* Goal: Copy out, with no changes, the lines that begin with the one containing "of the blue" and end with the one containing "column 244, row 215", including both of those lines.

===== Data section

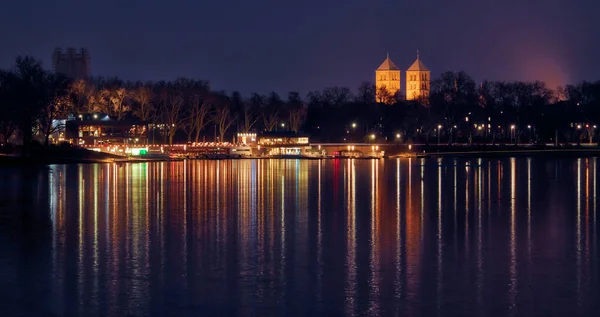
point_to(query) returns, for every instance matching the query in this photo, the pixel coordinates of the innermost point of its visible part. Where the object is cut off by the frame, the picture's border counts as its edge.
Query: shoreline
(12, 160)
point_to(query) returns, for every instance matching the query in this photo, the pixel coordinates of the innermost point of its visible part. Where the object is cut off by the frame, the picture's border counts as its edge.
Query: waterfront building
(418, 81)
(100, 129)
(387, 81)
(283, 143)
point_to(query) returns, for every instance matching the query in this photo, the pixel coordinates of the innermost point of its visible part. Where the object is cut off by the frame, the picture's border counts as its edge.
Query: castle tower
(72, 63)
(387, 78)
(418, 80)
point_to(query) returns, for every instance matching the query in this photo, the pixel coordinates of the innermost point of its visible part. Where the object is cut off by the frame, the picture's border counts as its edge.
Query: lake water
(398, 237)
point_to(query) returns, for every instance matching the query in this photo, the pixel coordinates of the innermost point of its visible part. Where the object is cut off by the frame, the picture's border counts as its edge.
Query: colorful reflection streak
(411, 237)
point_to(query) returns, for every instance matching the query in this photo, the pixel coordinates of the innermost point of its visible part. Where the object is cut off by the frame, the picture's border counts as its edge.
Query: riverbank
(71, 155)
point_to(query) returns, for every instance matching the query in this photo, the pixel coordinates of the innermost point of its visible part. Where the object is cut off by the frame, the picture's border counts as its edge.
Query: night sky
(268, 45)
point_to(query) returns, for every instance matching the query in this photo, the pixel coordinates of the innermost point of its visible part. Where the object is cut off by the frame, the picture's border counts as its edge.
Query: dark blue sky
(268, 45)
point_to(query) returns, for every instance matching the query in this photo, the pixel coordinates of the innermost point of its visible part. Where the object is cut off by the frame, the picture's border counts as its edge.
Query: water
(511, 237)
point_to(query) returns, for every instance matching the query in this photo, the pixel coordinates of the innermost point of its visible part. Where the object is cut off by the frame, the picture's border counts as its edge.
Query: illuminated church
(418, 79)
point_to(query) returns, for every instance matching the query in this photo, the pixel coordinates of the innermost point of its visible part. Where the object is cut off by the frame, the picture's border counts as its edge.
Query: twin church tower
(418, 79)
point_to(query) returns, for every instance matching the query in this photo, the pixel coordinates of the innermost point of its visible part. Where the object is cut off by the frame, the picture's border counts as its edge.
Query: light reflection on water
(444, 237)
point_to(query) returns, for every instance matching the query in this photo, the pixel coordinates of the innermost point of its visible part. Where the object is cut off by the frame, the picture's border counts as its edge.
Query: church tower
(418, 80)
(387, 78)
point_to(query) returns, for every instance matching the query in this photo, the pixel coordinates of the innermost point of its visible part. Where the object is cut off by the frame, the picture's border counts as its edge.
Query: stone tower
(418, 80)
(387, 77)
(73, 64)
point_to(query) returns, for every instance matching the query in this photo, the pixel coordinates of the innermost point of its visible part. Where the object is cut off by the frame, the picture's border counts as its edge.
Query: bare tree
(143, 96)
(8, 115)
(223, 118)
(250, 117)
(382, 95)
(297, 111)
(200, 110)
(270, 111)
(81, 94)
(297, 117)
(49, 121)
(171, 112)
(117, 100)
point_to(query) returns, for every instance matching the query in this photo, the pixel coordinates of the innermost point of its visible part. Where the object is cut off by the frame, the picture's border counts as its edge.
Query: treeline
(458, 109)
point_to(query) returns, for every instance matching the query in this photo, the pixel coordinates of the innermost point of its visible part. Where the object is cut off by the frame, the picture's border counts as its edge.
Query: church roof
(388, 65)
(417, 66)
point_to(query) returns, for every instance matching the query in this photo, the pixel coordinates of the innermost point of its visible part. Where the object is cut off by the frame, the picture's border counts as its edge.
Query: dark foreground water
(513, 237)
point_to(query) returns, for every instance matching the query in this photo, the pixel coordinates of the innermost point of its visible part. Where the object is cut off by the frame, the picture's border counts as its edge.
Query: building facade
(74, 64)
(418, 80)
(387, 79)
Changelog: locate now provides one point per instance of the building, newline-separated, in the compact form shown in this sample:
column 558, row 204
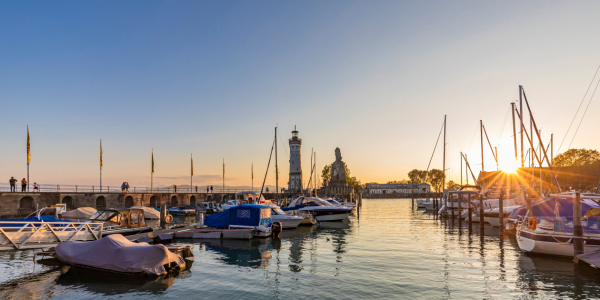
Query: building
column 408, row 188
column 295, row 181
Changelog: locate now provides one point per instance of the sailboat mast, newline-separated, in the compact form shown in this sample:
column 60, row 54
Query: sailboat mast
column 444, row 160
column 276, row 168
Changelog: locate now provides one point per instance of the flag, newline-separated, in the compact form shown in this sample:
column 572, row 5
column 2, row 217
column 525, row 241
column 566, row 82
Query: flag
column 101, row 165
column 28, row 146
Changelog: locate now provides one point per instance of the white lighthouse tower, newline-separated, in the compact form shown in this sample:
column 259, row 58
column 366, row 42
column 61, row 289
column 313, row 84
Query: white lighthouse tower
column 295, row 183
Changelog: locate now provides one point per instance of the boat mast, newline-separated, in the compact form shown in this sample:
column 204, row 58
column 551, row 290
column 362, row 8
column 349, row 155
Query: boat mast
column 444, row 161
column 276, row 168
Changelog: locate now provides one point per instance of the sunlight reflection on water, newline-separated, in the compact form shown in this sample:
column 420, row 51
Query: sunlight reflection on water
column 392, row 251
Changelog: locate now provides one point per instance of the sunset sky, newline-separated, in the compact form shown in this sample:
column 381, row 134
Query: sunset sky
column 214, row 78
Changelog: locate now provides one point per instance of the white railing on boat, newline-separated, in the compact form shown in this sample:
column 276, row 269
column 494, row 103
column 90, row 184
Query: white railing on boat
column 28, row 235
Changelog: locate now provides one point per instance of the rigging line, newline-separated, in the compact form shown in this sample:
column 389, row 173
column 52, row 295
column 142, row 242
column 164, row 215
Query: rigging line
column 591, row 82
column 502, row 128
column 473, row 138
column 583, row 116
column 436, row 142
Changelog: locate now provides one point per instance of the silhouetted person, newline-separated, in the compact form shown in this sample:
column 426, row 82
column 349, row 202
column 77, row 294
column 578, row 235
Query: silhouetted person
column 13, row 183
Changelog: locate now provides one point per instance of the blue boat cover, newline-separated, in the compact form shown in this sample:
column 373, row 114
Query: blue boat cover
column 549, row 208
column 244, row 215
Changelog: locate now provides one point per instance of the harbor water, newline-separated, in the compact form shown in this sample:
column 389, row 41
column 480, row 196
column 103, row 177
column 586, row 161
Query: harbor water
column 390, row 251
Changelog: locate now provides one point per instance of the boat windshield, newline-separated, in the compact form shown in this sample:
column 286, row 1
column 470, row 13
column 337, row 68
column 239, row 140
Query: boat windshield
column 278, row 211
column 102, row 215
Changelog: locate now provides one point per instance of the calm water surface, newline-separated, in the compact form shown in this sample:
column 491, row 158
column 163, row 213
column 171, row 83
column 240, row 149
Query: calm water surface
column 390, row 251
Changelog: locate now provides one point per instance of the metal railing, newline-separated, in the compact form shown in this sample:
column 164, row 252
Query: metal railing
column 66, row 188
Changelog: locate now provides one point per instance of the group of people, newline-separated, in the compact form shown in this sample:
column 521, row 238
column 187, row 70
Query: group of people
column 13, row 185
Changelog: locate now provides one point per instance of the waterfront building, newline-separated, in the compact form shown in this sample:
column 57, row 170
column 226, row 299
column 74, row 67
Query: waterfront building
column 295, row 180
column 394, row 188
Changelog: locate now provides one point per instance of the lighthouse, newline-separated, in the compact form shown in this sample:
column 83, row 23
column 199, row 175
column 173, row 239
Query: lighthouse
column 295, row 183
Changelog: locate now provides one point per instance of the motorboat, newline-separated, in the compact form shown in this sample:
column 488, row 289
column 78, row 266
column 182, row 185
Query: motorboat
column 246, row 216
column 150, row 213
column 121, row 220
column 492, row 216
column 116, row 254
column 320, row 209
column 181, row 211
column 552, row 230
column 286, row 220
column 82, row 213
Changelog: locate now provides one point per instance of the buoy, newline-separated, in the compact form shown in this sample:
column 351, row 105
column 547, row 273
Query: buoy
column 169, row 219
column 276, row 228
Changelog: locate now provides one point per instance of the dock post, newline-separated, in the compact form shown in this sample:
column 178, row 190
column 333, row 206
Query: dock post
column 460, row 198
column 501, row 208
column 163, row 216
column 481, row 212
column 577, row 228
column 469, row 211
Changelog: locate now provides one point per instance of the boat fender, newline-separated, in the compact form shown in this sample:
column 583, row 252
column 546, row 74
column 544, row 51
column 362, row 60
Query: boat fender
column 276, row 228
column 169, row 219
column 532, row 223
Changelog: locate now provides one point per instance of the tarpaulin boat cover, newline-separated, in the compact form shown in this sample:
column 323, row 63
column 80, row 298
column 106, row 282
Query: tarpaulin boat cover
column 80, row 213
column 553, row 207
column 118, row 254
column 149, row 212
column 245, row 215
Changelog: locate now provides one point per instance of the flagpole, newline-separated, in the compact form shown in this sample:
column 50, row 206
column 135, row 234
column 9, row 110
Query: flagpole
column 152, row 173
column 100, row 165
column 28, row 157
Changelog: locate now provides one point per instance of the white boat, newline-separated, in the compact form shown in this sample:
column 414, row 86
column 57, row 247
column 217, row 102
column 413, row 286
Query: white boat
column 287, row 221
column 121, row 221
column 320, row 209
column 149, row 212
column 181, row 211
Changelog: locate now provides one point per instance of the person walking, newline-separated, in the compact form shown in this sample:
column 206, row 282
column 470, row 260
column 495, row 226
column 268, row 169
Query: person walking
column 13, row 183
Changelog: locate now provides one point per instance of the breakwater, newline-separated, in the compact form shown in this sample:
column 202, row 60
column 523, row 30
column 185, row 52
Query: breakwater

==========

* Final result:
Changelog: locate now provides one point per instance of the blue boat cover, newline-separated, in the compact form shown in this sample:
column 373, row 114
Query: blue boat cover
column 549, row 208
column 244, row 215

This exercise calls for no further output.